(Estratto della fonte)
************
– di Assunta Urbano –
Il 17 gennaio 2020 era un venerdì. I Gazebo Penguins si esibivano al Monk, a Roma, e mi persi quel concerto. Che nessuno si aspettava cosa sarebbe successo dopo ce lo siamo detti tante volte ed è inutile ripeterlo.
È emozionante, invece, raccontare che ieri, 14 ottobre 2021, siamo tornati. Stessa location, stessa band, con un’atmosfera del tutto diversa, ma finalmente.
Quattro dischi alle spalle e il decennale del secondo questi, “Legna”. Pietro Cottafavi (Piter, alla batteria), Gabriele Malavasi (Capra, chitarra e voce) e Andrea Sologni (Sollo, basso elettrico) hanno conquistato, ancora una volta, il pubblico.
A distanza di un anno e mezzo, la band hardcore di Correggio ha portato nella Capitale la speranza di una ripresa del nostro settore, fin troppo dimenticato dalle istituzioni. L’occasione è un format innovativo, dal nome MOCK UP.
MOCK UP
Siamo in uno dei mesi preferiti dai romani; l’Ottobrata capitolina e il suo rito allegro ci travolge. Da questo, probabilmente, nasce il progetto MOCK UP.
Il Monk, punto di riferimento per la scena live della città, e l’associazione Made in Roma Est uniscono le loro forze e danno vita ad un calendario eccezionale. Una rassegna di eventi che occuperà l’intera mesata, con lo scopo di rimettere in moto l’intera filiera.
A prendere parte alla programmazione sono quindici partner, tra locali, festival, etichette, tra i maggiori colpiti dalla pandemia. Non mancano a dare il loro contributo Scena Unita e La Musica che Gira.
Il concerto dei Gazebo Penguins è stato organizzato in collaborazione con il Trenta Formiche, locale che ospita esponenti del panorama underground mondiale.
Una particolarità della serata di ieri 14 ottobre è stata la presenza di un doppio live. I fan hanno avuto la possibilità di assistere all’esibizione alle 20.30 oppure alle 22.30. Questo ha permesso ad un maggior numero di interessati di non perdersi l’appuntamento.
GAZEBO PENGUINS LIVE
L’ingresso è stato di grande impatto e non solo a causa delle sedie.
Le luci si spengono. Ci ritroviamo catapultati in una realtà parallela che sembrava ormai persa, impossibile da recuperare. «Anche se sembra tutto nero», c’è una fiamma che ancora ha voglia di bruciare.
************
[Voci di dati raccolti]
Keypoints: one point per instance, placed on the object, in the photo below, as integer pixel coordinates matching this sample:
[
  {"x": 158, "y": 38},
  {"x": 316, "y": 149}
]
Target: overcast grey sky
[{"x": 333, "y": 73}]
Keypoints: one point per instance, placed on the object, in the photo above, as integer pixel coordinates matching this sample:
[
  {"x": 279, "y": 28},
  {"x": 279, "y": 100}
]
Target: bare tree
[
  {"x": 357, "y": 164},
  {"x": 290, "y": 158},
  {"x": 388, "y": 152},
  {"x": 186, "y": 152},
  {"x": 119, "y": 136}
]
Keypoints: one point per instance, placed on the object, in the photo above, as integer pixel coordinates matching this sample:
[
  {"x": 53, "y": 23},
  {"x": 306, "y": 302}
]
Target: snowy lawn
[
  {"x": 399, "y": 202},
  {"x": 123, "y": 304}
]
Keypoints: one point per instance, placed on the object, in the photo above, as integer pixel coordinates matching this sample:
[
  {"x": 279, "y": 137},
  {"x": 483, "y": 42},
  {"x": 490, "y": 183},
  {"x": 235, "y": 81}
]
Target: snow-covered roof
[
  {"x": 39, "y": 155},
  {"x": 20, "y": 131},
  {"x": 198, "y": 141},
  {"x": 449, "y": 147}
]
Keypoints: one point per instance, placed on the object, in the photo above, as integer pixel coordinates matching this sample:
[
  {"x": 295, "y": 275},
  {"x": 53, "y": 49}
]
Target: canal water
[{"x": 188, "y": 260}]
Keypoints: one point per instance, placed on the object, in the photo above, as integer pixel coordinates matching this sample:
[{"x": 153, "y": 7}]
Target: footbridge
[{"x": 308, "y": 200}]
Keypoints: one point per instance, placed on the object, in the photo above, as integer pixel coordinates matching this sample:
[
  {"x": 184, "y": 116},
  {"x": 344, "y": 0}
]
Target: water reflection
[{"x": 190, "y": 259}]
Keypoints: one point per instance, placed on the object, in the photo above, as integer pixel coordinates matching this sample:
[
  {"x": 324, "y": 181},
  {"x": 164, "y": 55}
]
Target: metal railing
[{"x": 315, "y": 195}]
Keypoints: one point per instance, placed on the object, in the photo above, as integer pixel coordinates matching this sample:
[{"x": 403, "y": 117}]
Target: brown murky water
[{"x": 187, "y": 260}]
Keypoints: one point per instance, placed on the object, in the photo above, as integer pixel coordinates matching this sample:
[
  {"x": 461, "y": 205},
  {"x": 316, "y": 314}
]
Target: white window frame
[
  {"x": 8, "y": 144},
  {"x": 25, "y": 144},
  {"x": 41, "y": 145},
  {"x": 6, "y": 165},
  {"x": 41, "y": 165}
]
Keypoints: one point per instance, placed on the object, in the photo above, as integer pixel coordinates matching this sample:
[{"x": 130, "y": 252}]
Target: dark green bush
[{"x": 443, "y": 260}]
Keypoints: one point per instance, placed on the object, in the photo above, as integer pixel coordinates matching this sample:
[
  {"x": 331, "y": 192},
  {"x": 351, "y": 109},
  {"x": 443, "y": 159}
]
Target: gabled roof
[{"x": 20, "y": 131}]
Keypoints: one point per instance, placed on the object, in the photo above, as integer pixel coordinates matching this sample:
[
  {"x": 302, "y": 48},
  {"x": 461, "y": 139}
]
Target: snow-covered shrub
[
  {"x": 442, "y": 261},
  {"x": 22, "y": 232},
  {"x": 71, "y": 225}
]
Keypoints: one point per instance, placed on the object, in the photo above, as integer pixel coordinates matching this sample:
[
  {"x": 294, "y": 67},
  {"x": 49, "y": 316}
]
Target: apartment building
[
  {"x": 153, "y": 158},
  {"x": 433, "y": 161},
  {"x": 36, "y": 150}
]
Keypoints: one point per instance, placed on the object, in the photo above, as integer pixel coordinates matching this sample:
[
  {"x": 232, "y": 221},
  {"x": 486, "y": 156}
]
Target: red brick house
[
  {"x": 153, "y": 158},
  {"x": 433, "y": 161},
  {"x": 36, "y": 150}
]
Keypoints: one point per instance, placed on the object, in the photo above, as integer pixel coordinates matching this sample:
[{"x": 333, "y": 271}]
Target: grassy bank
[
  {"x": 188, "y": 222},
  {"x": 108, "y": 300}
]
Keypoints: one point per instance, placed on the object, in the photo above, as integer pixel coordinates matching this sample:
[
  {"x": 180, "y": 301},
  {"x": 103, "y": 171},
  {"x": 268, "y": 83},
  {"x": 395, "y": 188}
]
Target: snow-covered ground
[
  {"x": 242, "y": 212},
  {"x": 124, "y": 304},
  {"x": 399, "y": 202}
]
************
(Istruzione operativa)
Prosegua la recensione del concerto dei Gazebo Penguins al Monk, riprendendo subito dopo l'ultima frase riportata.

(Risposta qui sotto)
I Gazebo Penguins si presentano sul palco e suonano per quasi tutta la durata del live da seduti, per “confortare” i loro spettatori. Una scelta insolita, ma comprensibile, dato che si tratta di uno di quei concerti in cui si salta, si urla e si stabilisce una connessione con il vicino. Nonostante la distanza, come da prassi, proprio quella connessione si conserva intatta.
La band, per questo tour, ha riarrangiato i pezzi. Il tutto appare meno urlato, c’è meno rabbia. I toni prendono la forma di abbracci malinconici. Non c’è più solo speranza di tornare a pogare e a cercare di reggerci in piedi tra la calca.
C’è la certezza che per rialzarsi da quelle sedie bisogna farlo da soli. Anche se nulla tornerà come prima, andiamo a prenderci il nostro posto, quello che ci meritiamo, quello di cui abbiamo bisogno. Adesso.
Nel corso della serata, i Gazebo Penguins ricordano i brani più memorabili della loro carriera, da “Finito il caffè” fino a “Soffrire non è utile”. Il live si conclude con “Senza di te”, in cui il gruppo ha invitato il pubblico a salire sulle proprie sedie e a ritornare, per pochi minuti, a quella che era la vecchia vita di tanti di noi. Senza bisogno di dover ricordare di mantenere le distanze.
«SIAMO TORNATI, CAZZO»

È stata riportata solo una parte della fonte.